### DESCRIÇÃO DO EXERCÍCIO
Segundo o texto sobre Juan Carlos Heredia, em que cidade trabalha ele agora como taxista?

### TEXTO FORNECIDO
★ ★ ★ ★
Calma, há mais. O Travis Bickle, do Taxi Driver, tem uma série de cenas do arco da velha, capazes de nos meter em sentido. Veja lá estas aqui, ò:

“Loneliness has followed me my whole life, everywhere. In bars, in cars, sidewalks, stores, everywhere. There’s no escape. I’m God’s lonely man”

“I got some bad ideas in my head”

“Thank God for the rain to wash the trash off the sidewalk”

Pronto, já chega. Como o Taxi Driver faz 40 anos em Portugal daqui a duas semanas, resolvemos entrevistar um taxista da bola. Como? Um antigo jogador, agora taxista. A primeira ideia é Figueiredo, o grande, enorme Altafini de Cernache. Só que o homem não atende. Vamos para o plano bê. Que é mais agá. De Heredia, emprestado pelo Barcelona ao Porto, agora taxista em Córdoba, na Argentina. Como é que é? Assim mesmo, Juan Carlos Heredia é taxista. Ou é a questão da saída do Barça para o FCP a razão do espanto? Seja como for, Heredia tem 64 anos. E faz uma viagem connosco.
★ ★ ★ ★
### DADOS REGISTADOS
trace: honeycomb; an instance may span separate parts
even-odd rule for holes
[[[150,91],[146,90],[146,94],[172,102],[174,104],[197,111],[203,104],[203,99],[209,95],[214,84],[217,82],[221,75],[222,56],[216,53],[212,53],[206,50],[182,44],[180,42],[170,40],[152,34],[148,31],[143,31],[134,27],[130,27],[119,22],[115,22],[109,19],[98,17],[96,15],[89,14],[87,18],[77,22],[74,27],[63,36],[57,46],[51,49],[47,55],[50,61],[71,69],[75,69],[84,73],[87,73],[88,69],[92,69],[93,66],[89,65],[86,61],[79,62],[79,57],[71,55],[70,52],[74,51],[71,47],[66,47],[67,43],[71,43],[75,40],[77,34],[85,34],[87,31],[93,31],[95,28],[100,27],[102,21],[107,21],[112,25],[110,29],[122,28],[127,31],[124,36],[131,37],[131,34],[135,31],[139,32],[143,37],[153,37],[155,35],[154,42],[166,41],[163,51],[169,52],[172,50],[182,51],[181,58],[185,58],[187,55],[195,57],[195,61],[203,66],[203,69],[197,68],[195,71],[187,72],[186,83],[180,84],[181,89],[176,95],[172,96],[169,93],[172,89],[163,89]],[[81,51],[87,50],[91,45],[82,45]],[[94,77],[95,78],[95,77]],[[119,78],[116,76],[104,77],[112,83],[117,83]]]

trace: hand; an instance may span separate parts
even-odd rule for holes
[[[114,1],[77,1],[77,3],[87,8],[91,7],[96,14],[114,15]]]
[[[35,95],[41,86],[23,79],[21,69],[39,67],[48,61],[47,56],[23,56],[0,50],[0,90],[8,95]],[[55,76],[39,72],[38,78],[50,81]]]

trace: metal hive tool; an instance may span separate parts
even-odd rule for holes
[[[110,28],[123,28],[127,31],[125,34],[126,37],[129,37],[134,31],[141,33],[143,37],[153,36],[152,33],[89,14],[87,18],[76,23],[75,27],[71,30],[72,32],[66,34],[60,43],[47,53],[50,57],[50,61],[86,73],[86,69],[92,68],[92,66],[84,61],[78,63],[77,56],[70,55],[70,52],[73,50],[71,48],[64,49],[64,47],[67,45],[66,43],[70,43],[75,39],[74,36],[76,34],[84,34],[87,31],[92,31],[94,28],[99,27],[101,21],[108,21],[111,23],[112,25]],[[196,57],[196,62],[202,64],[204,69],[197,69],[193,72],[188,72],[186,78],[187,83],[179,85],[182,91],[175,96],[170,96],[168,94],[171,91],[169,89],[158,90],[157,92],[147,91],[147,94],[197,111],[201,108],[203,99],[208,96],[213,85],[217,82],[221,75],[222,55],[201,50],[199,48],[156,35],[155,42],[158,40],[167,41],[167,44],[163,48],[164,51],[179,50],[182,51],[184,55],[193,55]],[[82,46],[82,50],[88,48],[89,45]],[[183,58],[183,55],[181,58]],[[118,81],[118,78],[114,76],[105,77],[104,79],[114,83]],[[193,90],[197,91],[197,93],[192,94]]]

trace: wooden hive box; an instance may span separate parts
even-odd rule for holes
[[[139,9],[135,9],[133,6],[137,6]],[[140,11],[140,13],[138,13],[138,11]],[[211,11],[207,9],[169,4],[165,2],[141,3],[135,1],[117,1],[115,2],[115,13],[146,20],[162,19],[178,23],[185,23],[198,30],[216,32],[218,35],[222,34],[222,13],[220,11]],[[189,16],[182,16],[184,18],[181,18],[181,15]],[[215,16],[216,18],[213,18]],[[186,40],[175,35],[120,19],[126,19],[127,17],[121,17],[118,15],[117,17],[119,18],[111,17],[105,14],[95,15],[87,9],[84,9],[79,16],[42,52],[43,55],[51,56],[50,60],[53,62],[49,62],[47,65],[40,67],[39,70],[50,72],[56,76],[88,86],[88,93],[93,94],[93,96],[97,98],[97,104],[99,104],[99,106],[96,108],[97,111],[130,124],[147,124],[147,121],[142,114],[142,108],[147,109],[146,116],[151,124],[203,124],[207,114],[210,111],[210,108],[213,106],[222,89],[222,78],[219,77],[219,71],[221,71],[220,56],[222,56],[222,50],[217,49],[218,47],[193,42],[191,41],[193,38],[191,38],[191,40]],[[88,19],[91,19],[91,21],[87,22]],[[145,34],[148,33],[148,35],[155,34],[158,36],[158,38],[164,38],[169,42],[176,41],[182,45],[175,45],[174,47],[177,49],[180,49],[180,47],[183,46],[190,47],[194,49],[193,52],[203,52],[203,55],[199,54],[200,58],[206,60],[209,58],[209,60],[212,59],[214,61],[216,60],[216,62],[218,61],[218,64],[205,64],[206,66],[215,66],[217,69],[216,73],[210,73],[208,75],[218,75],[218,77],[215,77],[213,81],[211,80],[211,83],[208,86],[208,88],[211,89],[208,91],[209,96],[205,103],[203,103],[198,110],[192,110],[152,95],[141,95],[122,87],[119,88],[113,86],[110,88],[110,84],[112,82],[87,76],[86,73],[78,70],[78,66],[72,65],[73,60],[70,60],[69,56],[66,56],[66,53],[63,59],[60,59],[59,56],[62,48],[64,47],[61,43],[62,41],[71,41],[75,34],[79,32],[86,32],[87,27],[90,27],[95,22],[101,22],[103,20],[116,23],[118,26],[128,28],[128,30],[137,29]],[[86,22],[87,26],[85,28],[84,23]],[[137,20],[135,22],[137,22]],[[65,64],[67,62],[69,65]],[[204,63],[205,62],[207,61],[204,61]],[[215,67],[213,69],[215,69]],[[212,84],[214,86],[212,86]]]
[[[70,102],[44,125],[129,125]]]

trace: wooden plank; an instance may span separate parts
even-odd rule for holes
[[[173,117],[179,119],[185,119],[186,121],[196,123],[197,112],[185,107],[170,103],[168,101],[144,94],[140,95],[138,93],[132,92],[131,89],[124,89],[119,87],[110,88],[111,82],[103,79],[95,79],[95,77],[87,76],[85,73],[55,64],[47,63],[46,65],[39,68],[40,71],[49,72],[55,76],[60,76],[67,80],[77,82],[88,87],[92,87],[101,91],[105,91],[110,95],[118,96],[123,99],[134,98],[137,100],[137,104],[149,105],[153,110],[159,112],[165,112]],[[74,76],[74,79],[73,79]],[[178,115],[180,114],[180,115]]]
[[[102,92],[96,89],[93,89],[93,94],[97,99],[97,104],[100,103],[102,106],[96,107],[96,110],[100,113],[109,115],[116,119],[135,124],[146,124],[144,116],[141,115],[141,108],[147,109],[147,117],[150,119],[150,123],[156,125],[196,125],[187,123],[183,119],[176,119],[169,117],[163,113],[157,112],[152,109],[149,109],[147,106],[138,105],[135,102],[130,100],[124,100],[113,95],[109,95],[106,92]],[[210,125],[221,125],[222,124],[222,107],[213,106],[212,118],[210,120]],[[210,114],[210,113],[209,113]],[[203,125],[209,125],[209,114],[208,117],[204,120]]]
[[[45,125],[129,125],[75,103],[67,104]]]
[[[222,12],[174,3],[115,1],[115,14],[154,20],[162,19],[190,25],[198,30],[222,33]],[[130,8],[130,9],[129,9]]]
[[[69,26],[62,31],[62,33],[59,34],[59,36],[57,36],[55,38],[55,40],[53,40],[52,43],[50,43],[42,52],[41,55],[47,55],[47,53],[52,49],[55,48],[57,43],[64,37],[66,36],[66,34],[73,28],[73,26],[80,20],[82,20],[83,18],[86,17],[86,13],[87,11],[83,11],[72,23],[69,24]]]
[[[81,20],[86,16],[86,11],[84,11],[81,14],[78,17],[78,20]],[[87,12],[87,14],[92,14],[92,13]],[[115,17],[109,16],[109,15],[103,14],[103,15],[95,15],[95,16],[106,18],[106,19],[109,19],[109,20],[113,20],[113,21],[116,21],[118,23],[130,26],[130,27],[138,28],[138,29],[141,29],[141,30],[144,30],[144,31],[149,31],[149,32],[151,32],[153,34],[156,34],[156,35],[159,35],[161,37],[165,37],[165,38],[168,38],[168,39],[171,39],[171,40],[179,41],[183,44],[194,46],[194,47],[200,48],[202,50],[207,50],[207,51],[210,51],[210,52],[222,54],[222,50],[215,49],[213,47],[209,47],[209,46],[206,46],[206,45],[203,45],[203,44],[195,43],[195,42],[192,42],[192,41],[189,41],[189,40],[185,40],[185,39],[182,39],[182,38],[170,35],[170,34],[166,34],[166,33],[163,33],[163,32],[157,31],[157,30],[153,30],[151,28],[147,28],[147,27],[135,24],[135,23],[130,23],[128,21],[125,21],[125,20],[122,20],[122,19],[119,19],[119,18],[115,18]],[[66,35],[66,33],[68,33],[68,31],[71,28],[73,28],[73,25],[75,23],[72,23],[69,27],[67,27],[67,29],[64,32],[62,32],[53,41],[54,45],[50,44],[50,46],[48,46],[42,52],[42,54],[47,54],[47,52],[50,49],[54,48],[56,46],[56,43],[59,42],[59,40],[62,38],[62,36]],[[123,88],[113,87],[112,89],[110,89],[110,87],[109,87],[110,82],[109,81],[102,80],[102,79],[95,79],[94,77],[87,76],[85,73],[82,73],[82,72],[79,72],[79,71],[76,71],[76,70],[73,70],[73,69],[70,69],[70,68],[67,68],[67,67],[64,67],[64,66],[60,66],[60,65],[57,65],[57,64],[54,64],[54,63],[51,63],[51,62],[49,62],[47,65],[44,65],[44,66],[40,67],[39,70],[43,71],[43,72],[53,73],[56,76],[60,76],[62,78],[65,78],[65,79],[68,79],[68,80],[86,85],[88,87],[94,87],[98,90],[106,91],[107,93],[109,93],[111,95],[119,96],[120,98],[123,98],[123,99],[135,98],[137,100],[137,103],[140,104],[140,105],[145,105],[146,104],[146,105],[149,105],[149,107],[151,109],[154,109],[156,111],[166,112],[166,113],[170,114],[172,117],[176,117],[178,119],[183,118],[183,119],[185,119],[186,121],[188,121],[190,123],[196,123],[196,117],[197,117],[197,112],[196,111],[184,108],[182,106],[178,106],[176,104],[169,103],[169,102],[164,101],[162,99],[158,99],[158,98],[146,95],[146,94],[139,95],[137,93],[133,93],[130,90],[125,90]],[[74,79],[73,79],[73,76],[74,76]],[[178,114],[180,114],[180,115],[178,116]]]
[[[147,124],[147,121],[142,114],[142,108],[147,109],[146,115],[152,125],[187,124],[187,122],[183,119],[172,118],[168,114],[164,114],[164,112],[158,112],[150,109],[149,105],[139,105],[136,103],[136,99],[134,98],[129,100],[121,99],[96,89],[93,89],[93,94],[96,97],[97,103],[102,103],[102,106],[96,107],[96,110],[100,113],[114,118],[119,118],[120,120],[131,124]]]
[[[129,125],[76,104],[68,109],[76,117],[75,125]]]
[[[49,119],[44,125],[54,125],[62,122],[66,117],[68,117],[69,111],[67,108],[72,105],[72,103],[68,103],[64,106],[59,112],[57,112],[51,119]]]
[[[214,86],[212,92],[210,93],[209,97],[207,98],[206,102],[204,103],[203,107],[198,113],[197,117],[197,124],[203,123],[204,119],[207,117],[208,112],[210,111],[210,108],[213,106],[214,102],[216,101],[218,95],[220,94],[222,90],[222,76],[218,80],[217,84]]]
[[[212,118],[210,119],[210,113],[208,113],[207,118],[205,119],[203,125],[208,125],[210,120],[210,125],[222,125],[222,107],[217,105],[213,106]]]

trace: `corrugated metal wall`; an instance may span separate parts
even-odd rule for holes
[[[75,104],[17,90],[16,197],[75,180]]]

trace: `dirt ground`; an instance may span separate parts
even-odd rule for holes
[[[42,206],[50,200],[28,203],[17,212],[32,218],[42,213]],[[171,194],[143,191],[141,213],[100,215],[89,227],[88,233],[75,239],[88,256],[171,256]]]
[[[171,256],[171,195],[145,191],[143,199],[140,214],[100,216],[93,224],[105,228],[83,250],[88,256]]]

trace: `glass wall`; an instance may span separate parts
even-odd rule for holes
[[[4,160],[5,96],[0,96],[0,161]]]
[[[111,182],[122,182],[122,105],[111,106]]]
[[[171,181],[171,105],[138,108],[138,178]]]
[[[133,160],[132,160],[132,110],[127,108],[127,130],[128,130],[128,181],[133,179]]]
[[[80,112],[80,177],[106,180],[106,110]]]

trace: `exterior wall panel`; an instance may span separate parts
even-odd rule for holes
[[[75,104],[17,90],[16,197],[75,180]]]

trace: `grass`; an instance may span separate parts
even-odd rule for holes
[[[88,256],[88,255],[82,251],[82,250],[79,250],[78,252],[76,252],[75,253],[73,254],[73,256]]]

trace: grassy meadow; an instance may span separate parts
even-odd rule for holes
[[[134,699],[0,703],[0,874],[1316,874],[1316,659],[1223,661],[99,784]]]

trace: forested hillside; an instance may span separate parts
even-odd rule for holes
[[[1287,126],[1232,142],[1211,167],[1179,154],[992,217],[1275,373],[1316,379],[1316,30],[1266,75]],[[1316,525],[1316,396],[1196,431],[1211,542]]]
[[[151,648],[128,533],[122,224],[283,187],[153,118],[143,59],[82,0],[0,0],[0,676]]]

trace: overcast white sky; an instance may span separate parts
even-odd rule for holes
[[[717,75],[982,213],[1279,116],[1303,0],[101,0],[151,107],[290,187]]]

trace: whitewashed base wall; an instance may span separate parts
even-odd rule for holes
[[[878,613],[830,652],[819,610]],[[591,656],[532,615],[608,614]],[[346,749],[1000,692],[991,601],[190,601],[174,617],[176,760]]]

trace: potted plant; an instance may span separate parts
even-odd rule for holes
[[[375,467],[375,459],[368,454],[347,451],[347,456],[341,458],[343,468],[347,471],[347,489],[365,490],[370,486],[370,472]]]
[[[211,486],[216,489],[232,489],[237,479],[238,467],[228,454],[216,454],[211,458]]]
★ ★ ★ ★
### RESPOSTA
Em Córdoba, na Argentina.